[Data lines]
────────────────
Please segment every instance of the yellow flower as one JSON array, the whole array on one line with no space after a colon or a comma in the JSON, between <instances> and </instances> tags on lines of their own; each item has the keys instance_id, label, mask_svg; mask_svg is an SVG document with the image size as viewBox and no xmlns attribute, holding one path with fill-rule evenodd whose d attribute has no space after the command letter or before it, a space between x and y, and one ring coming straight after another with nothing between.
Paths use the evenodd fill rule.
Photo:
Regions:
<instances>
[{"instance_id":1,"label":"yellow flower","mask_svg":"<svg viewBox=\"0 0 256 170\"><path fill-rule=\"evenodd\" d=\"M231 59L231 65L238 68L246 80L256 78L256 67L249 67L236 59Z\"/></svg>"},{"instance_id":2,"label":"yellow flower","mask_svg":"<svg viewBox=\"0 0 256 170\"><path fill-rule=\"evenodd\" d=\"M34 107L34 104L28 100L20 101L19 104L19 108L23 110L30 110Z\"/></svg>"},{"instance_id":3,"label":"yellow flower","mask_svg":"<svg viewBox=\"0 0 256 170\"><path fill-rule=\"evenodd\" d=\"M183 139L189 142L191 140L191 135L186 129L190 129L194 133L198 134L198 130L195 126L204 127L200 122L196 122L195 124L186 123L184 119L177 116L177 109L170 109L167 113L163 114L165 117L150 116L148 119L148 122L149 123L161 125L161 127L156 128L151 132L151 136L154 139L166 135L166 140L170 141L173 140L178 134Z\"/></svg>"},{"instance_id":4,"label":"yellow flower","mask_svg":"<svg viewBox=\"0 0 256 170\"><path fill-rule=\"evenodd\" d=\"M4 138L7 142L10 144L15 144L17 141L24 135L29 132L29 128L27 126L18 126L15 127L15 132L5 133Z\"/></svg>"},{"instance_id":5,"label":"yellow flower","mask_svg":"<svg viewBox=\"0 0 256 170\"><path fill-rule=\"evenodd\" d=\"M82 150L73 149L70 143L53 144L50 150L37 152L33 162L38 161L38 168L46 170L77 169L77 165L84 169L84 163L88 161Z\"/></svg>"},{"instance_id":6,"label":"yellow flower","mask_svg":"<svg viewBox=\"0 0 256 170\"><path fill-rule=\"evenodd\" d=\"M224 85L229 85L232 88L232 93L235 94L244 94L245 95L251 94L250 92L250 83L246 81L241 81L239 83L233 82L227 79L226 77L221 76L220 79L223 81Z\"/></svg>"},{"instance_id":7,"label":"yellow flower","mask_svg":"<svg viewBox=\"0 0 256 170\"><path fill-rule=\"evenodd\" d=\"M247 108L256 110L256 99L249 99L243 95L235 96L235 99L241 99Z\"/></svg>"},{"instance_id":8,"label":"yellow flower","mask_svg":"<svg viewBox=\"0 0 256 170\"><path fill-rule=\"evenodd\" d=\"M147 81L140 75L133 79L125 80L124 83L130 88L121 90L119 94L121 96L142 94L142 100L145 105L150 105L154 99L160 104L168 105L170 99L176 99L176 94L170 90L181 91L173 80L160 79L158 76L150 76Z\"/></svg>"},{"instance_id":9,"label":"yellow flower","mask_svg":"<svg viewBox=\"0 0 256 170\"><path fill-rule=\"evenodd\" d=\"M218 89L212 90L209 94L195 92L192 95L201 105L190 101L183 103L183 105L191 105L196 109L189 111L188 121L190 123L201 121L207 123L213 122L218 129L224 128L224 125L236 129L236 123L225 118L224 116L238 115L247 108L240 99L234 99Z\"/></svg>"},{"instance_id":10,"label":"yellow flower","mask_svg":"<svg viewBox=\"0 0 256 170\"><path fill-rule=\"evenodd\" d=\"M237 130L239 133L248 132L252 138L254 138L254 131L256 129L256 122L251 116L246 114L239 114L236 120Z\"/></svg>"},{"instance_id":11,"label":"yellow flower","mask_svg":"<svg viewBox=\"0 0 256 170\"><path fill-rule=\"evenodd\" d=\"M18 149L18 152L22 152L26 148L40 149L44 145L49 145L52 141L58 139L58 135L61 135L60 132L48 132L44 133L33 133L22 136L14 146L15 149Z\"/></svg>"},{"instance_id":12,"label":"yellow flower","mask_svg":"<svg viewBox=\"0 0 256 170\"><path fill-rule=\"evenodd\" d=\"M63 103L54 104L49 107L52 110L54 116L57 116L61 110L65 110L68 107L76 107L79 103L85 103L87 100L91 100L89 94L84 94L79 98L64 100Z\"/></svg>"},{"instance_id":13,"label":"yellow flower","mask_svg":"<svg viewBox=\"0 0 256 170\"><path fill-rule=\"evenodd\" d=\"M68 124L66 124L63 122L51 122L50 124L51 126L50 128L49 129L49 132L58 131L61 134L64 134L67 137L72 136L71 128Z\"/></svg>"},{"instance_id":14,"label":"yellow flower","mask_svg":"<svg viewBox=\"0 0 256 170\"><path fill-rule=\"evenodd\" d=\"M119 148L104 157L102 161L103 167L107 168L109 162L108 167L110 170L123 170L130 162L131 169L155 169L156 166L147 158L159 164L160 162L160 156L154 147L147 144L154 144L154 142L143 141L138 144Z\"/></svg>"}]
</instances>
────────────────
• Stated exercise: Put every line of the items above into a numbered list, omitting any blank lines.

• Answer to the exercise:
1. Please segment every instance of the yellow flower as one JSON array, the whole array on one line with no space after a colon or a comma in the JSON, between <instances> and </instances> tags on lines of their own; each item has the keys instance_id, label, mask_svg; mask_svg is an SVG document with the image size as viewBox and no xmlns attribute, holding one path with fill-rule evenodd whose d attribute has no space after the command letter or before it, a space between x and y, and one ring coming straight after another with nothing between.
2. Paths use the evenodd fill rule.
3. Photo:
4. Regions:
5. <instances>
6. [{"instance_id":1,"label":"yellow flower","mask_svg":"<svg viewBox=\"0 0 256 170\"><path fill-rule=\"evenodd\" d=\"M231 59L231 65L238 68L246 80L256 78L256 67L249 67L236 59Z\"/></svg>"},{"instance_id":2,"label":"yellow flower","mask_svg":"<svg viewBox=\"0 0 256 170\"><path fill-rule=\"evenodd\" d=\"M34 107L34 104L28 100L20 101L19 104L19 108L23 110L30 110Z\"/></svg>"},{"instance_id":3,"label":"yellow flower","mask_svg":"<svg viewBox=\"0 0 256 170\"><path fill-rule=\"evenodd\" d=\"M183 139L189 142L191 140L191 135L186 129L190 129L194 133L198 134L198 130L195 126L204 127L200 122L196 122L195 124L186 123L184 119L177 116L177 109L170 109L167 113L163 114L165 117L150 116L148 119L148 122L149 123L161 125L161 127L156 128L151 132L151 136L154 139L166 135L166 140L170 141L173 140L178 134Z\"/></svg>"},{"instance_id":4,"label":"yellow flower","mask_svg":"<svg viewBox=\"0 0 256 170\"><path fill-rule=\"evenodd\" d=\"M4 138L7 142L10 144L15 144L17 141L24 135L29 132L29 128L27 126L18 126L15 127L15 132L5 133Z\"/></svg>"},{"instance_id":5,"label":"yellow flower","mask_svg":"<svg viewBox=\"0 0 256 170\"><path fill-rule=\"evenodd\" d=\"M82 150L73 149L70 143L53 144L50 150L37 152L33 162L38 161L38 168L46 170L77 169L77 165L84 169L84 163L88 161Z\"/></svg>"},{"instance_id":6,"label":"yellow flower","mask_svg":"<svg viewBox=\"0 0 256 170\"><path fill-rule=\"evenodd\" d=\"M224 85L229 85L232 88L232 93L235 94L244 94L245 95L251 94L250 92L250 83L246 81L241 81L239 83L233 82L227 79L226 77L221 76L220 79L223 81Z\"/></svg>"},{"instance_id":7,"label":"yellow flower","mask_svg":"<svg viewBox=\"0 0 256 170\"><path fill-rule=\"evenodd\" d=\"M247 108L256 110L256 99L249 99L243 95L235 96L235 99L241 99Z\"/></svg>"},{"instance_id":8,"label":"yellow flower","mask_svg":"<svg viewBox=\"0 0 256 170\"><path fill-rule=\"evenodd\" d=\"M147 81L140 75L133 79L125 80L124 83L130 88L121 90L119 94L121 96L142 94L142 100L145 105L150 105L154 99L160 104L168 105L170 99L176 99L176 94L170 90L181 91L173 80L160 79L158 76L150 76Z\"/></svg>"},{"instance_id":9,"label":"yellow flower","mask_svg":"<svg viewBox=\"0 0 256 170\"><path fill-rule=\"evenodd\" d=\"M218 89L212 90L209 94L195 92L192 95L201 105L190 101L183 103L183 105L191 105L196 109L189 111L188 121L190 123L201 121L207 123L213 122L218 129L224 128L224 125L236 129L236 123L225 118L224 116L238 115L247 108L240 99L234 99Z\"/></svg>"},{"instance_id":10,"label":"yellow flower","mask_svg":"<svg viewBox=\"0 0 256 170\"><path fill-rule=\"evenodd\" d=\"M237 130L239 133L248 132L252 138L254 138L254 131L256 129L256 122L251 116L246 114L239 114L236 120Z\"/></svg>"},{"instance_id":11,"label":"yellow flower","mask_svg":"<svg viewBox=\"0 0 256 170\"><path fill-rule=\"evenodd\" d=\"M18 149L18 152L22 152L26 148L40 149L44 145L49 145L52 141L58 139L58 135L61 135L60 132L48 132L44 133L33 133L22 136L14 146L15 149Z\"/></svg>"},{"instance_id":12,"label":"yellow flower","mask_svg":"<svg viewBox=\"0 0 256 170\"><path fill-rule=\"evenodd\" d=\"M63 103L54 104L49 107L52 110L54 116L57 116L61 110L65 110L68 107L76 107L79 103L85 103L87 100L91 100L89 94L84 94L79 98L64 100Z\"/></svg>"},{"instance_id":13,"label":"yellow flower","mask_svg":"<svg viewBox=\"0 0 256 170\"><path fill-rule=\"evenodd\" d=\"M68 124L66 124L63 122L51 122L50 124L51 126L50 128L49 129L49 132L58 131L61 134L64 134L67 137L72 136L71 128Z\"/></svg>"},{"instance_id":14,"label":"yellow flower","mask_svg":"<svg viewBox=\"0 0 256 170\"><path fill-rule=\"evenodd\" d=\"M119 148L104 157L102 161L103 167L107 168L109 162L108 167L110 170L123 170L130 162L131 169L155 169L156 166L147 158L159 164L160 162L160 156L154 147L147 144L154 144L154 142L143 141L138 144Z\"/></svg>"}]
7. </instances>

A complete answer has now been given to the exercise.